— start of Excerpted passage —
John McManus
President of
the John Birch Society
excerpted from the online version of The Insiders
The Council on Foreign Relations and the Trilateral Commission
Most Americans have never heard of these
two organizations. But knowing something about them is essential to
understanding what has been going on in America for several decades.
So, let us examine, first, the Council on Foreign Relations and
then...the Trilateral Commission.
The Council on Foreign Relations (CFR)
The
Council on Foreign Relations (7) was incorporated in 1921. It is
a private group which is headquartered at the corner of Park Avenue
and 68th Street in New York City, in a building given to the
organization in 1929.
The CFR’s founder, Edward Mandell House, had been the chief adviser
of President Woodrow Wilson. House was not only Wilson’s most
prominent aide, he actually dominated the President. Woodrow Wilson
referred to House as "my alter ego" (my other self), and it is
totally accurate to say that House, not Wilson, was the most
powerful individual in our nation during the Wilson Administration,
from 1913 until 1921.
Unfortunately for America, it is also true that Edward Mandell House
was a Marxist whose goal was to socialize the United States. In 1912
House wrote the book,
Philip Dru -
Administrator. In it, he said he
was working for "Socialism as dreamed of by Karl Marx." The original
edition of the book did not name House as its author, but he made it
clear in numerous ways that he indeed was its creator.
In Philip Dru: Administrator, Edward Mandell House laid out a
fictionalized plan for the conquest of America. He told of a
"conspiracy" (the word is his) which would gain control of both the
Democratic and Republican parties, and use them as instruments in
the creation of a socialistic world government.
The book called for passage of a graduated income tax and for the
establishment of a state-controlled central bank as steps toward the
ultimate goal. Both of these proposals are planks in The Communist
Manifesto. And both became law in 1913, during the very first year
of the House-dominated Wilson Administration.
The House plan called for the United States to give up its
sovereignty to the League of Nations at the close of World War I.
But when the U.S. Senate refused to ratify America’s entry into the
League, Edward Mandell House’s drive toward world government was
slowed down. Disappointed, but not beaten, House and his friends
then formed the Council on Foreign Relations, whose purpose right
from its inception was to destroy the freedom and independence of
the United States and lead our nation into a world government-if not
through the League of Nations, then through another world
organization that would be started after another world war. The
control of that world government, of course, was to be in the hands
of House and like-minded individuals.
From its beginning in 1921, the CFR began to attract men of power
and influence. In the late 1920s, important financing for the CFR
came from the Rockefeller Foundation and the Carnegie Foundation. In
1940, at the invitation of President Roosevelt, members of the
CFR
gained domination over the State Department, and they have
maintained that domination ever since.
— end of Excerpted passage —
▸ Given instruction 1
Print everything in the excerpt about the Council on Foreign Relations from "So, let us examine, first, the" down to "organization in 1929.".
▸ Given instruction 2
Decide whether each statement agrees with the excerpt about the Council on Foreign Relations, answering yes or no and quoting the words from the excerpt that settle it: (a) The Council on Foreign Relations was incorporated in 1921. (b) The original edition of Philip Dru: Administrator named House as its author. (c) In the late 1920s, important financing for the CFR came from the Ford Foundation.
The items have no role in this work.
— start of Extracted records —
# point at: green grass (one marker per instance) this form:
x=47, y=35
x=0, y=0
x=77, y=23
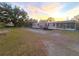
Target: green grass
x=21, y=42
x=72, y=34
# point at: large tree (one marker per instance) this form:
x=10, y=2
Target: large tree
x=15, y=15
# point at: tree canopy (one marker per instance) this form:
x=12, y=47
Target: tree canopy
x=15, y=15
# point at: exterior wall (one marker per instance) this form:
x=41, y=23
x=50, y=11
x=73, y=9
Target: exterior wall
x=35, y=25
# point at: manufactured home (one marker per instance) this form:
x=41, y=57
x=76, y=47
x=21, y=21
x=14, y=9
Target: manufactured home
x=61, y=25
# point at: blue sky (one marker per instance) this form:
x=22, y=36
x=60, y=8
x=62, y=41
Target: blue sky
x=42, y=10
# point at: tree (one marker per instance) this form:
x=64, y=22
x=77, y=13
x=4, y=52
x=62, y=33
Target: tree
x=14, y=15
x=50, y=19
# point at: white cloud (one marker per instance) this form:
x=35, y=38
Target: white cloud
x=73, y=12
x=47, y=10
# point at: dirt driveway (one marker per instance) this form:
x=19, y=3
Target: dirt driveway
x=56, y=44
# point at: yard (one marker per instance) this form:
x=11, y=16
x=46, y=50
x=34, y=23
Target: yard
x=35, y=42
x=21, y=42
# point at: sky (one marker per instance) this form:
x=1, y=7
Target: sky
x=43, y=10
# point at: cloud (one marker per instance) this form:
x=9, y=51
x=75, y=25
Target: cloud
x=45, y=11
x=73, y=12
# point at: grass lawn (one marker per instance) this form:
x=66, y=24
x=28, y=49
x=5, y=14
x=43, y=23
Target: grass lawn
x=21, y=42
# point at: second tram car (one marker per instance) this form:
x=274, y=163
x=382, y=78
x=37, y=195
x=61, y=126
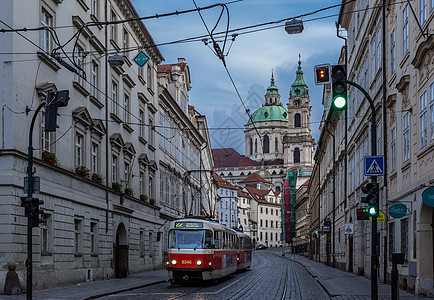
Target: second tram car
x=200, y=249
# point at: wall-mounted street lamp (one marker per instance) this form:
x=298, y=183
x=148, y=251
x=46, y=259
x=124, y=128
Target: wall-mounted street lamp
x=116, y=60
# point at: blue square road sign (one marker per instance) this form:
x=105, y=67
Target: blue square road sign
x=374, y=165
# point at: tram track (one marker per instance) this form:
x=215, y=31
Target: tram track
x=251, y=287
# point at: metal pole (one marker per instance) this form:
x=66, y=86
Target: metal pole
x=374, y=256
x=29, y=262
x=385, y=194
x=334, y=198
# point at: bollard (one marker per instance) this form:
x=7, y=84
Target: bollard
x=397, y=258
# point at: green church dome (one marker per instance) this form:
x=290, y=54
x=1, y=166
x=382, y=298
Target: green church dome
x=269, y=113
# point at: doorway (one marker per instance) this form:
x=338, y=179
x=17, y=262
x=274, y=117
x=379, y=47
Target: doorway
x=120, y=253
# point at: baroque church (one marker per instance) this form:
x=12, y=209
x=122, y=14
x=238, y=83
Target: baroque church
x=277, y=140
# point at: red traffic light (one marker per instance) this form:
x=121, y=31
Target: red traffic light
x=322, y=74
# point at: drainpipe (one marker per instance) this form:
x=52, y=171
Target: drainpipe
x=106, y=122
x=319, y=212
x=346, y=126
x=383, y=46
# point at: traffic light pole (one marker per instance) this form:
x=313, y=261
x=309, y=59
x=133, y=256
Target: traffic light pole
x=30, y=195
x=374, y=256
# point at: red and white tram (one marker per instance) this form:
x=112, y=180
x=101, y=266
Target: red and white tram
x=200, y=249
x=244, y=256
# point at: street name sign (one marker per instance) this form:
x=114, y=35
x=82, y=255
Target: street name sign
x=397, y=210
x=326, y=228
x=362, y=214
x=428, y=196
x=374, y=165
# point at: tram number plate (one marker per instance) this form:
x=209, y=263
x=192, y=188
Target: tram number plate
x=188, y=225
x=186, y=262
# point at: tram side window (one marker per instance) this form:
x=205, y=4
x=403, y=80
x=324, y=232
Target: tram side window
x=217, y=236
x=208, y=240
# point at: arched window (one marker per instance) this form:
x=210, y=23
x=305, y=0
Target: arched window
x=297, y=120
x=251, y=146
x=296, y=155
x=266, y=144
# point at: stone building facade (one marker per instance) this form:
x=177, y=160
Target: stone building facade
x=93, y=229
x=404, y=119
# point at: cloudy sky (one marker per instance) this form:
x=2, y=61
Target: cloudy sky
x=250, y=59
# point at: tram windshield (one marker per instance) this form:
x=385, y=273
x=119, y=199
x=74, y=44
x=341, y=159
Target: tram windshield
x=190, y=239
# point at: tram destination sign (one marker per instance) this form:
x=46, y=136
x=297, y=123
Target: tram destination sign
x=188, y=225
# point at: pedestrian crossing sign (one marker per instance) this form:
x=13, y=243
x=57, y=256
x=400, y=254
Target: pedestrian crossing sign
x=374, y=165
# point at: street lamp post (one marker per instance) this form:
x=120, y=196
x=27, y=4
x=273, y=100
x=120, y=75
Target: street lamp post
x=334, y=196
x=374, y=256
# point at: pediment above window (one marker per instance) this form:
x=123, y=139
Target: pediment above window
x=129, y=149
x=79, y=23
x=403, y=83
x=153, y=165
x=117, y=141
x=81, y=115
x=423, y=51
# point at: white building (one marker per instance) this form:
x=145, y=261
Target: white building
x=227, y=202
x=92, y=229
x=404, y=135
x=244, y=212
x=265, y=210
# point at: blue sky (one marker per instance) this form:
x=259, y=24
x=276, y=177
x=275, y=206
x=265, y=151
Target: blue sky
x=250, y=59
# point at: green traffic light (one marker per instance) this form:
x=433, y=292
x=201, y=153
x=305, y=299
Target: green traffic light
x=372, y=211
x=339, y=102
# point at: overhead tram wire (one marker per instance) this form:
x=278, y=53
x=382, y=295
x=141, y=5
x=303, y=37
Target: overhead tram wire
x=191, y=39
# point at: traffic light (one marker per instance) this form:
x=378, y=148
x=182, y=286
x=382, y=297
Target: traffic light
x=26, y=202
x=37, y=212
x=339, y=87
x=32, y=209
x=371, y=190
x=54, y=100
x=322, y=74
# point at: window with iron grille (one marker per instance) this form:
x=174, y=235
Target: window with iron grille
x=423, y=120
x=404, y=235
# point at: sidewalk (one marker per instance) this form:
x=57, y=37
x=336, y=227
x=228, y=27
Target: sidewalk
x=95, y=289
x=344, y=285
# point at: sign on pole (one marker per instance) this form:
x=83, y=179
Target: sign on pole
x=381, y=217
x=397, y=210
x=374, y=165
x=349, y=228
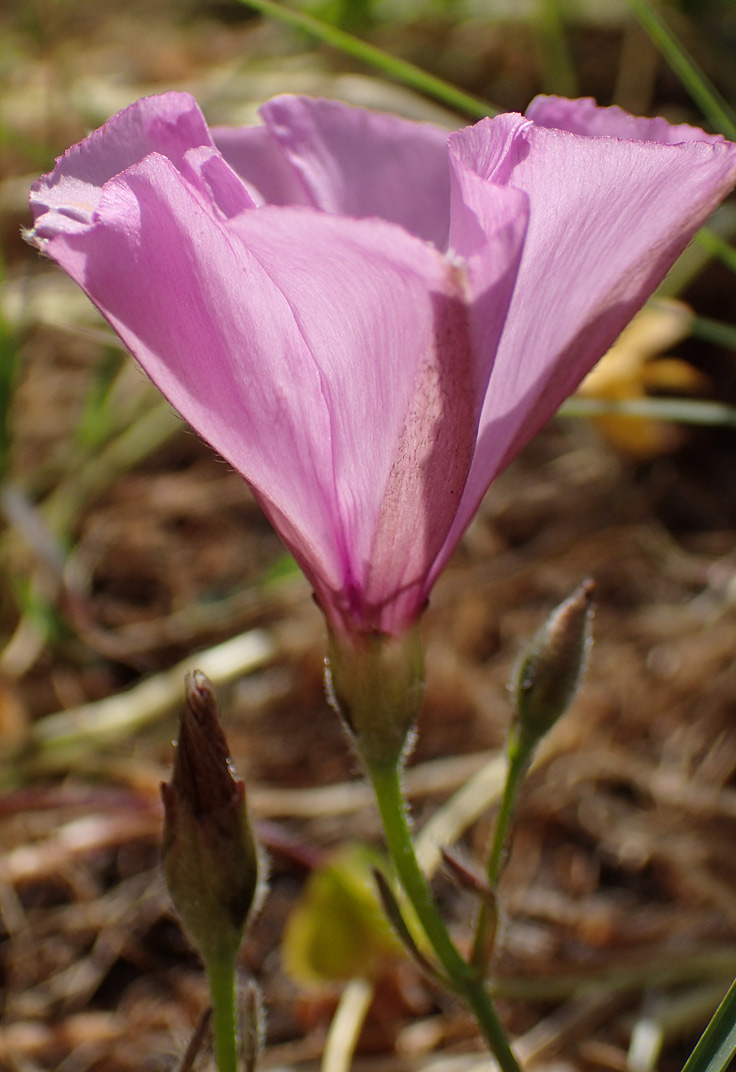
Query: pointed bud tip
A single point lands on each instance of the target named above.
(553, 667)
(210, 855)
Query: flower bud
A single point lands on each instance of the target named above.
(376, 684)
(210, 858)
(553, 666)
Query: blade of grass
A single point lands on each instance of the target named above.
(400, 70)
(717, 1045)
(681, 411)
(718, 247)
(704, 93)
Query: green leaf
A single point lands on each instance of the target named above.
(400, 70)
(717, 1045)
(336, 929)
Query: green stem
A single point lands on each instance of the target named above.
(221, 977)
(465, 979)
(520, 755)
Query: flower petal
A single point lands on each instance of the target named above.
(294, 342)
(604, 227)
(584, 116)
(169, 124)
(256, 157)
(360, 163)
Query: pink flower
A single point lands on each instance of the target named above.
(369, 318)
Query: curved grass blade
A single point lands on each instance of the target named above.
(400, 70)
(681, 411)
(704, 93)
(717, 1045)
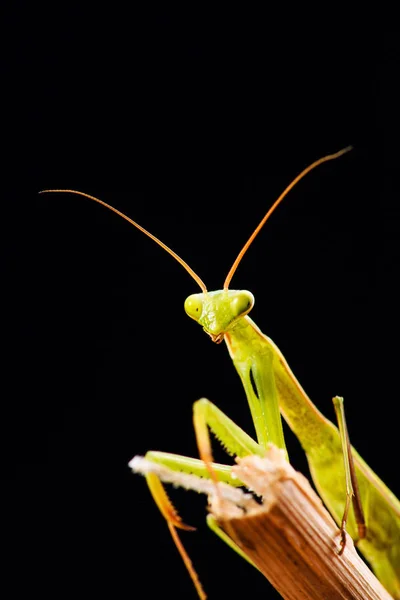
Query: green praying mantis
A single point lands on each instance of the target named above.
(339, 473)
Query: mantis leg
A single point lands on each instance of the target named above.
(352, 490)
(167, 509)
(235, 441)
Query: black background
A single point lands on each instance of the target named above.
(192, 123)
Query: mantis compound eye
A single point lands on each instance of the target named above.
(242, 303)
(194, 306)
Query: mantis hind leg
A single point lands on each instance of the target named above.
(352, 490)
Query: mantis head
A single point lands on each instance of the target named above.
(219, 311)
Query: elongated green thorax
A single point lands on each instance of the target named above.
(222, 315)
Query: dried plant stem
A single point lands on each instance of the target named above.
(292, 538)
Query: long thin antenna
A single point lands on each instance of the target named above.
(142, 229)
(275, 205)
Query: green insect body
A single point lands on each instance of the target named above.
(273, 381)
(272, 389)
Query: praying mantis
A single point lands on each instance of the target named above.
(272, 389)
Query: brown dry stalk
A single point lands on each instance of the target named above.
(292, 538)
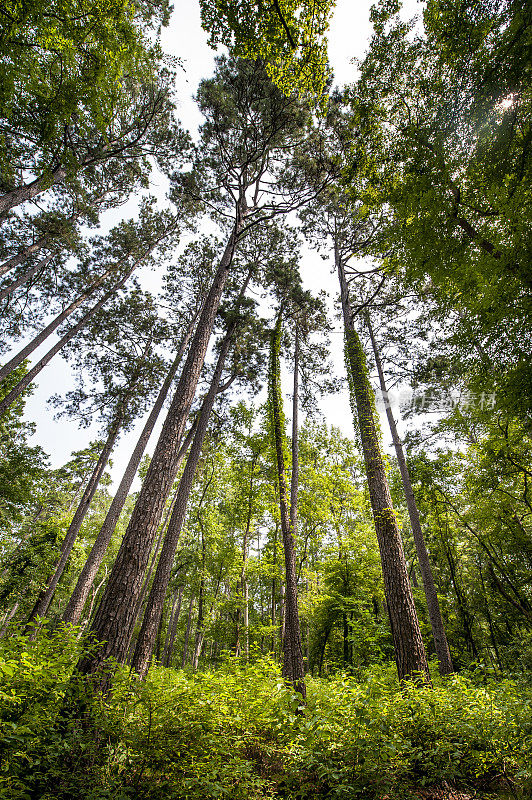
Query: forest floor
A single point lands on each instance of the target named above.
(234, 733)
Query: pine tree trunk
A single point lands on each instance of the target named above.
(23, 256)
(28, 191)
(34, 371)
(8, 290)
(293, 667)
(429, 587)
(409, 650)
(90, 569)
(152, 615)
(7, 619)
(172, 630)
(41, 337)
(113, 622)
(187, 633)
(42, 605)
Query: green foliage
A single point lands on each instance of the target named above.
(22, 466)
(235, 733)
(288, 36)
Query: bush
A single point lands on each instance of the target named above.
(236, 733)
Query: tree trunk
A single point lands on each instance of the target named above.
(187, 632)
(23, 256)
(172, 629)
(152, 615)
(113, 622)
(34, 371)
(293, 667)
(42, 605)
(433, 605)
(88, 573)
(7, 619)
(41, 337)
(8, 290)
(409, 650)
(28, 191)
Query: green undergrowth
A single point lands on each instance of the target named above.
(236, 733)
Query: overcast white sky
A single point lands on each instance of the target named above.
(349, 36)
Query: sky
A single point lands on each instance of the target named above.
(349, 37)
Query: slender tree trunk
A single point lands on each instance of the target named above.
(23, 256)
(293, 667)
(152, 615)
(8, 290)
(7, 619)
(28, 191)
(94, 595)
(433, 605)
(88, 573)
(294, 480)
(243, 578)
(172, 630)
(160, 540)
(408, 644)
(41, 337)
(187, 633)
(42, 605)
(113, 622)
(34, 371)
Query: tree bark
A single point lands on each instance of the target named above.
(90, 569)
(409, 650)
(42, 605)
(41, 337)
(293, 666)
(152, 615)
(23, 256)
(34, 371)
(172, 629)
(8, 290)
(187, 632)
(28, 191)
(429, 587)
(113, 622)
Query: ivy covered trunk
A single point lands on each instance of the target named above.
(40, 609)
(409, 649)
(293, 666)
(433, 605)
(154, 607)
(79, 596)
(114, 620)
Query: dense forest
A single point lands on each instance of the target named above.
(261, 602)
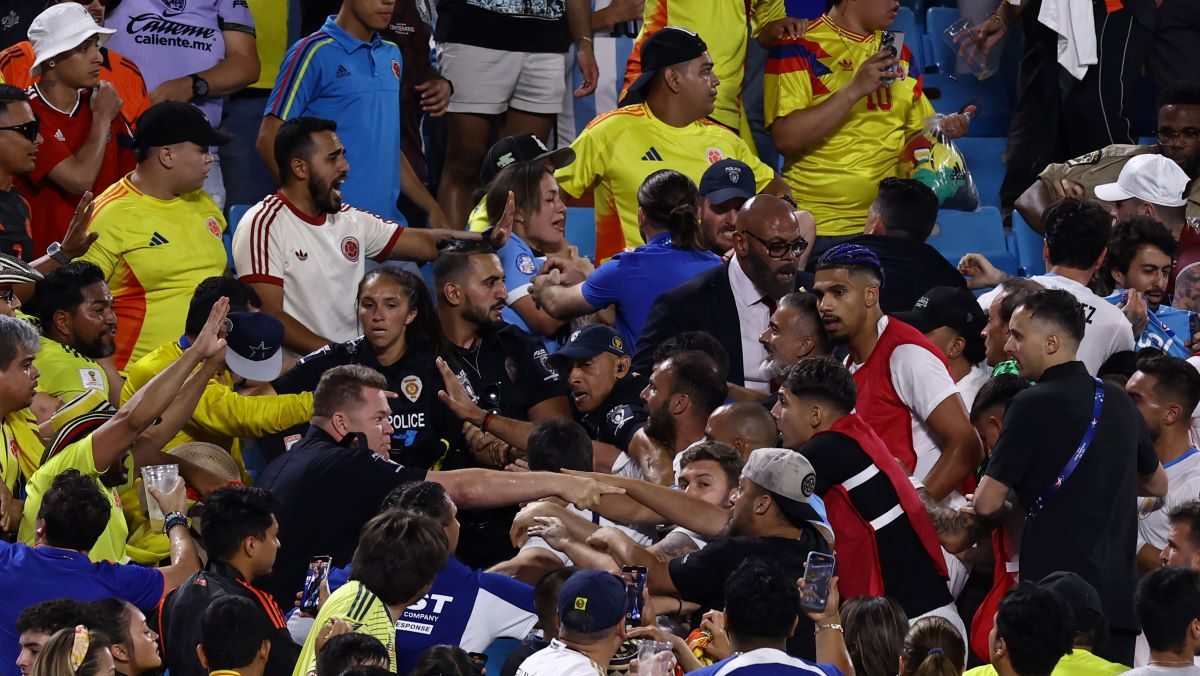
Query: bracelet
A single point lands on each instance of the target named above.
(487, 420)
(174, 519)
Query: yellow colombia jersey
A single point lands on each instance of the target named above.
(111, 545)
(23, 448)
(366, 615)
(222, 417)
(621, 148)
(838, 179)
(65, 374)
(154, 253)
(717, 22)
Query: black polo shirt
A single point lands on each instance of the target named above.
(619, 417)
(424, 430)
(701, 575)
(508, 370)
(178, 620)
(15, 235)
(328, 489)
(910, 269)
(1090, 525)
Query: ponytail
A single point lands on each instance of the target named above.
(671, 202)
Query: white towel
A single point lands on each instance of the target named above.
(1075, 25)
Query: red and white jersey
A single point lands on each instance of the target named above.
(319, 262)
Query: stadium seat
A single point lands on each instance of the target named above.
(234, 216)
(1029, 247)
(581, 229)
(978, 232)
(985, 159)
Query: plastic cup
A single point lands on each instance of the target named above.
(161, 477)
(654, 658)
(973, 57)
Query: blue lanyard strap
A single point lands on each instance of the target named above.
(1191, 452)
(1075, 458)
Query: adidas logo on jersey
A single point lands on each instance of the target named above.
(652, 155)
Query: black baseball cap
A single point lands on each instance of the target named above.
(174, 121)
(589, 341)
(727, 179)
(947, 306)
(665, 48)
(521, 148)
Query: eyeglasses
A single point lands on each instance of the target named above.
(28, 130)
(780, 249)
(1169, 137)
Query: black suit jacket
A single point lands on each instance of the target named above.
(703, 303)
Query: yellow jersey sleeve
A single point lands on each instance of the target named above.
(65, 372)
(582, 174)
(222, 411)
(790, 82)
(111, 545)
(365, 614)
(23, 443)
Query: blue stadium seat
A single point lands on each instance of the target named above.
(985, 159)
(978, 232)
(1029, 247)
(233, 217)
(581, 229)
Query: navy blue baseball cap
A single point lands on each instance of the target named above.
(592, 600)
(589, 341)
(727, 179)
(255, 346)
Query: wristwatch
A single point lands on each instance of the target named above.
(199, 87)
(55, 252)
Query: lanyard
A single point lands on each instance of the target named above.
(1097, 406)
(1191, 452)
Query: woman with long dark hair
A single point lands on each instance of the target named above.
(675, 251)
(401, 339)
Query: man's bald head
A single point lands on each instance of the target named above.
(768, 244)
(744, 425)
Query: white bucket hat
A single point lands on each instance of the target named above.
(60, 29)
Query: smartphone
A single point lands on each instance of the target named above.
(318, 572)
(635, 585)
(892, 41)
(817, 573)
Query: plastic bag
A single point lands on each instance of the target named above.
(935, 161)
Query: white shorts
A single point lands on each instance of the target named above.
(489, 82)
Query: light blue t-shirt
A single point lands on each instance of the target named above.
(1168, 328)
(335, 76)
(633, 280)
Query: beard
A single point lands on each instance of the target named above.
(99, 348)
(661, 426)
(322, 193)
(767, 281)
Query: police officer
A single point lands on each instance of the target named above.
(605, 393)
(401, 339)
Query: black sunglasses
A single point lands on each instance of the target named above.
(28, 130)
(779, 249)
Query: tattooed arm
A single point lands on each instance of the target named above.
(955, 530)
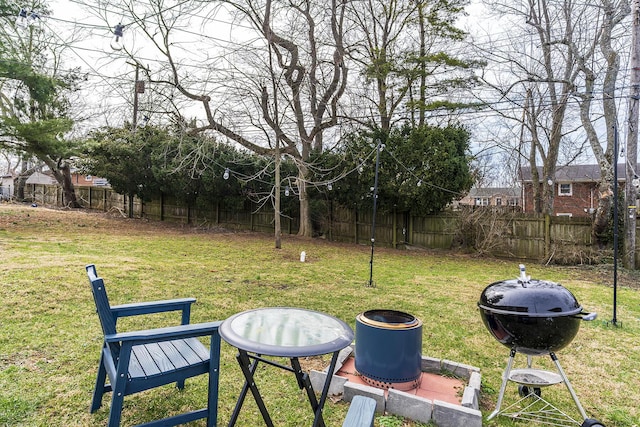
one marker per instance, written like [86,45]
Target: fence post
[355,227]
[547,236]
[394,224]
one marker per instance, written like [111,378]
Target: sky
[109,89]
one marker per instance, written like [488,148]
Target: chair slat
[145,359]
[173,354]
[193,350]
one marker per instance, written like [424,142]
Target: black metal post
[375,206]
[614,320]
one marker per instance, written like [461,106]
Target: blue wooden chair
[140,360]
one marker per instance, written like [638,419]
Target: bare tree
[231,83]
[603,69]
[406,52]
[534,76]
[571,54]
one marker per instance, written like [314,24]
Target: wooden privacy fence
[522,236]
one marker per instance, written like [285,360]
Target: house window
[565,190]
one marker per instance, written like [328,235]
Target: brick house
[487,196]
[575,186]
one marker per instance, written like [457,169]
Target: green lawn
[50,338]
— end of Extracted records —
▸ Exercise answer 1
So, let us examine, first, the Council on Foreign Relations and
then...the Trilateral Commission.
The Council on Foreign Relations (CFR)
The
Council on Foreign Relations (7) was incorporated in 1921. It is
a private group which is headquartered at the corner of Park Avenue
and 68th Street in New York City, in a building given to the
organization in 1929.

▸ Exercise answer 2
(a) Yes: "was incorporated in 1921"
(b) No: "The original edition of the book did not name House as its author"
(c) No: "important financing for the CFR came from the Rockefeller Foundation and the Carnegie Foundation"